→ **Quoted text**
Possible worlds blew through him, fanning and branching into a canopy of glimpses…

Nameless Schoolmen climbing a steep, gravely beach. A nipple pinched between fingers. A gasping climax. A severed head thrust against the burning sun. Apparitions marching out of morning mist.

A dead wife.

Kellhus exhaled, then breathed deep the bittersweet pinch of cedar, earth, and war.

There was revelation.

My Thoughts

Of course Xerius is acting like a petulant child when he has to go see the Shriah. After all, Isn’t Xerius a god? Of course Maithanet would disagree and it is a brutal reminder to Xerius just how weak his political power is compared to the church, especially since his gambit to indenture the Holy War has failed.

Skeaös may have been the closet thing Xerius had to a friend. Of course he’s hurt by his betrayal. It’s a touch of humanism for the emperor. Bakker has great skill riding the line between intelligence and foolish, competence and failure with Xerius. He’s always on the edge of one or the other, just not quite there.

Xerius’s ego is on full display on the ride from his palace, first assuming that the shouting throng is waving to him, cheering him, happy to see their emperor. He so badly misreads them, that he allows himself to be mocked. Then when he realizes they hate him, well, his

Xerius loses his discipline at Cmiral. His ego overrides his fear of sparking a riot as he orders his chariot to trample the fallen. I mean, he laughs maniacally as his soldiers switch to swords to kill their way through the mob. Too much cruelty, Xerius. Remember your mother’s lessons.

Wow, Xerius’s ego is great. He has to have a wooden walkway for him to use so he can walk higher than “mere men.” And then he thinks butchering his people is discipline. But it is the exact opposite. He has lost control of both his people through his terrible rule and himself by reacting emotionally to them. Now he’s only going to make them hate him more to satiate his ego.

We see that Maithanet is young but doesn’t carry himself with youth. He’s experienced. It’s a very important detail that fits with what we learn about the man’s origins in the next book. Xerius finds himself awed by the man, reacting the way Maithanet wants him to. It’s skillful manipulation of Xerius. He’s off-balanced by the mob hating him and loving another, a direct attack on his ego.

See the lies Xerius tells himself after his realization of Maithanet’s threat to destroy him should the Holy War fail. Xerius can’t accept the truth that his plans have been unveiled. But it’s obvious to the reader, Maithanet knows. How? What do we know about him? He came from Fanim lands. He has blue eyes. He’s a manipulator. And he can see the Few. Very interesting character.

Interesting that Xerius uses Conphas to measure his own heart’s emotions. Xerius doesn’t get it, but he knows Conphas wants the throne, and he is staving off the day when his nephew becomes Emperor. He has to keep himself convinced he’s better than Conphas, smarter, hates more. More importantly, he needs his nephew to believe that, too, to forestall any coup attempts like we saw in Book 1.

→ **Your tasks**
1. Answer these from the commentary:
(a) Where does Xerius lose his discipline?
(b) What does Xerius need so that he can walk higher than "mere men"?
(c) What color are Maithanet's eyes?
2. Extract everything in the commentary from "A dead wife." down to "War has failed.".
The entries after the commentary aren't needed for anything here.

→ **Dataset content**
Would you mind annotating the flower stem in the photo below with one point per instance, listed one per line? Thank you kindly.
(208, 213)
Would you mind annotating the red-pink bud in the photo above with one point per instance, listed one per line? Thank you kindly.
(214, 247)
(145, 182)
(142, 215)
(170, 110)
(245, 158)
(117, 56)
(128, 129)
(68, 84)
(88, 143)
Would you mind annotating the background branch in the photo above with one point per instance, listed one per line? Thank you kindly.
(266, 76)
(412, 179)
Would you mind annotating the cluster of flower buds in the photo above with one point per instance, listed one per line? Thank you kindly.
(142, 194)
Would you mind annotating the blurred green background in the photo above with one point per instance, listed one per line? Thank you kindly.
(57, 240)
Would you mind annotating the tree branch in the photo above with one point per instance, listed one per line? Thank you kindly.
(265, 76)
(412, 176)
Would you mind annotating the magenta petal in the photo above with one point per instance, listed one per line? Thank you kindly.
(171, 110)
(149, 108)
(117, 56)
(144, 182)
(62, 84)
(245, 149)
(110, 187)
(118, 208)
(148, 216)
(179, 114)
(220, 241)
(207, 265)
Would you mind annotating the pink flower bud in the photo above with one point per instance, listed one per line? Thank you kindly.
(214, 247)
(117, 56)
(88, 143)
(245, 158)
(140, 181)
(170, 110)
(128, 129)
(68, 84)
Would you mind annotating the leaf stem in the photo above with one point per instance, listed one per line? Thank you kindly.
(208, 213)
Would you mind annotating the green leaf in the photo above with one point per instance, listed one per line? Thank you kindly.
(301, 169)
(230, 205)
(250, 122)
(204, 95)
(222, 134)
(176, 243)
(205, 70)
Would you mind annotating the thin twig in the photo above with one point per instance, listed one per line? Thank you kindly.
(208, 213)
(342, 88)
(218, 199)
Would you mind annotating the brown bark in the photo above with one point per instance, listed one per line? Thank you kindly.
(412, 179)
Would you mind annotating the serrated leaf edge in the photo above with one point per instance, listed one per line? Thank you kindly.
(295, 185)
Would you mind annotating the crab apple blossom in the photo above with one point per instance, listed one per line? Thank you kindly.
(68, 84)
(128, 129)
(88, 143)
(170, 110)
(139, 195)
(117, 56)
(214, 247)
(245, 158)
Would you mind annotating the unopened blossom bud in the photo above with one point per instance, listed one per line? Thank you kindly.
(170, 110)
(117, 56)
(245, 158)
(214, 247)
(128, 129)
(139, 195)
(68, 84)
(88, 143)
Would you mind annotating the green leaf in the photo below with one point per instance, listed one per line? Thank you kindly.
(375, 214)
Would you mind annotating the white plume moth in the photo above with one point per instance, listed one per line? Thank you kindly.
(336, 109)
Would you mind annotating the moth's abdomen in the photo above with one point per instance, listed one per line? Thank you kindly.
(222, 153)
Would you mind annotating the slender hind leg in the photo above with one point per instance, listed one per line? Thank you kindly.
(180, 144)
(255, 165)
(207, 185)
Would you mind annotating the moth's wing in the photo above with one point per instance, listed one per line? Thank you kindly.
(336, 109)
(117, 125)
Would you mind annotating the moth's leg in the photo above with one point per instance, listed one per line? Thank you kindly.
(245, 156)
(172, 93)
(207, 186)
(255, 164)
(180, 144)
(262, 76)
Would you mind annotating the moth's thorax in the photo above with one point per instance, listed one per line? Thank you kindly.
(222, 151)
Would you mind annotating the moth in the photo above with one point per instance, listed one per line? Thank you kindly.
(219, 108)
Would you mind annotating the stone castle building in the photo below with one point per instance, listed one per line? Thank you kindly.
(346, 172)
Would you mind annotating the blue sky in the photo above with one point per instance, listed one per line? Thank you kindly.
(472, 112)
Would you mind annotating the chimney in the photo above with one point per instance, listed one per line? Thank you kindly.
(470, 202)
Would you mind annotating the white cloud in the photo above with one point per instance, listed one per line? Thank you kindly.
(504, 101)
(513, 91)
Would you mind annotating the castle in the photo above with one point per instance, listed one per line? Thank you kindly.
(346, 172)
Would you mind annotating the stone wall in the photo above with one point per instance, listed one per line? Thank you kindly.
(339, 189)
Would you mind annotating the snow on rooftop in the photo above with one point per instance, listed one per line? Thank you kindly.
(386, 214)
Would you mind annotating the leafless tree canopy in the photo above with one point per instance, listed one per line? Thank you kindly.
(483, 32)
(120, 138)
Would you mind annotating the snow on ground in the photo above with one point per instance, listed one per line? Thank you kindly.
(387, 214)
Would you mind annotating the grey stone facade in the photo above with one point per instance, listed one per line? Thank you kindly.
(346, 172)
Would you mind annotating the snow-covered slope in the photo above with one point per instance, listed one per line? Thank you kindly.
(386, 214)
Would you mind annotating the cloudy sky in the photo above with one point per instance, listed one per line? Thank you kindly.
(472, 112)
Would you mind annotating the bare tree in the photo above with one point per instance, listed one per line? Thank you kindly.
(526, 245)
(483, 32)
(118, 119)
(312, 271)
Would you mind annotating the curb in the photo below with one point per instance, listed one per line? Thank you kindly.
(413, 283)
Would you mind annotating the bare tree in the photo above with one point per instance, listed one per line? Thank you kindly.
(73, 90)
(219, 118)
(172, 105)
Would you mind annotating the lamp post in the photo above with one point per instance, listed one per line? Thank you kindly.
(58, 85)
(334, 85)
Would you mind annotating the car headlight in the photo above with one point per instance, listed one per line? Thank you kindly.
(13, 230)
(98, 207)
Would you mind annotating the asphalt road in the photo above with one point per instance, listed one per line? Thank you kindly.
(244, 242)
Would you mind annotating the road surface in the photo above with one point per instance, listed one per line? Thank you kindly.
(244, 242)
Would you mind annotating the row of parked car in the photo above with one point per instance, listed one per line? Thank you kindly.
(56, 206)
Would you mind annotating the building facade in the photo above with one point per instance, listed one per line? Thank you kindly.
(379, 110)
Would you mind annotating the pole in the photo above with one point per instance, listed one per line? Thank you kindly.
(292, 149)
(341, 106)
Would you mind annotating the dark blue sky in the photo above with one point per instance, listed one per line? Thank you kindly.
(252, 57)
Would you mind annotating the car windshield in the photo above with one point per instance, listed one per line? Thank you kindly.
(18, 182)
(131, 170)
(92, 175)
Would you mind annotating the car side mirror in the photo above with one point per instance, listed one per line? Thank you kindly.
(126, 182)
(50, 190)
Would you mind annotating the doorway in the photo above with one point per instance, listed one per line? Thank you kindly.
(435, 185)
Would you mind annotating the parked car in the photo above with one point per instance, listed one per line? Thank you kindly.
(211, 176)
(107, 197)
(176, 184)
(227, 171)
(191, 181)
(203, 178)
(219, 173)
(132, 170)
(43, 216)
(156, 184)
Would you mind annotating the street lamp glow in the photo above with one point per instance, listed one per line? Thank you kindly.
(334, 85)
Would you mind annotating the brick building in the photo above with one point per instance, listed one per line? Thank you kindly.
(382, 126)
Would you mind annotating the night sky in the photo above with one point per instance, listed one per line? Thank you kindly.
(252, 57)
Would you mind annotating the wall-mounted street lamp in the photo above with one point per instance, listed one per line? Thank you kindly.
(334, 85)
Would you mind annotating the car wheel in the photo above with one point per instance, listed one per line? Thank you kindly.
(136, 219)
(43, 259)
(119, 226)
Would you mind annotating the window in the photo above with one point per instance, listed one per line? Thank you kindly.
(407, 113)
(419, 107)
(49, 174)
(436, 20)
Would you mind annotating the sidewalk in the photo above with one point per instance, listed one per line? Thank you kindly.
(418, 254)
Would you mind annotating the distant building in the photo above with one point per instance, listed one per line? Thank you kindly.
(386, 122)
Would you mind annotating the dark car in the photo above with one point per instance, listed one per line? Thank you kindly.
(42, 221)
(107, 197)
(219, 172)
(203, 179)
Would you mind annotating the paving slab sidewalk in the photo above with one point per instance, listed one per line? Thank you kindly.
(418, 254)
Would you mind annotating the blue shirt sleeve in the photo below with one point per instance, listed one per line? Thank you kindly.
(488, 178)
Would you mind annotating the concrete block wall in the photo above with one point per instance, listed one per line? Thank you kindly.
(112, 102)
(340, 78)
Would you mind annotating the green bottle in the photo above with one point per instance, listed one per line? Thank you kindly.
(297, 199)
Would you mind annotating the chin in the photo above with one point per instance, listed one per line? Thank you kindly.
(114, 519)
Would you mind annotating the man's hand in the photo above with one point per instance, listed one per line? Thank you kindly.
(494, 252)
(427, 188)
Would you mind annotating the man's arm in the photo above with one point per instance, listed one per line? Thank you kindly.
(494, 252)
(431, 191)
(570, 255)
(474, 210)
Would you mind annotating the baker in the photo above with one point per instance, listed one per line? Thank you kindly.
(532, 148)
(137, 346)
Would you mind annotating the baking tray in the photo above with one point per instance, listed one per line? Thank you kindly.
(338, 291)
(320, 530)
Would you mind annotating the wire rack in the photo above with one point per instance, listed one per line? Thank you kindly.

→ **Responses by task**
1.
(a) At Cmiral.
(b) A wooden walkway.
(c) Blue.

2.
A dead wife.

Kellhus exhaled, then breathed deep the bittersweet pinch of cedar, earth, and war.

There was revelation.

My Thoughts

Of course Xerius is acting like a petulant child when he has to go see the Shriah. After all, Isn’t Xerius a god? Of course Maithanet would disagree and it is a brutal reminder to Xerius just how weak his political power is compared to the church, especially since his gambit to indenture the Holy War has failed.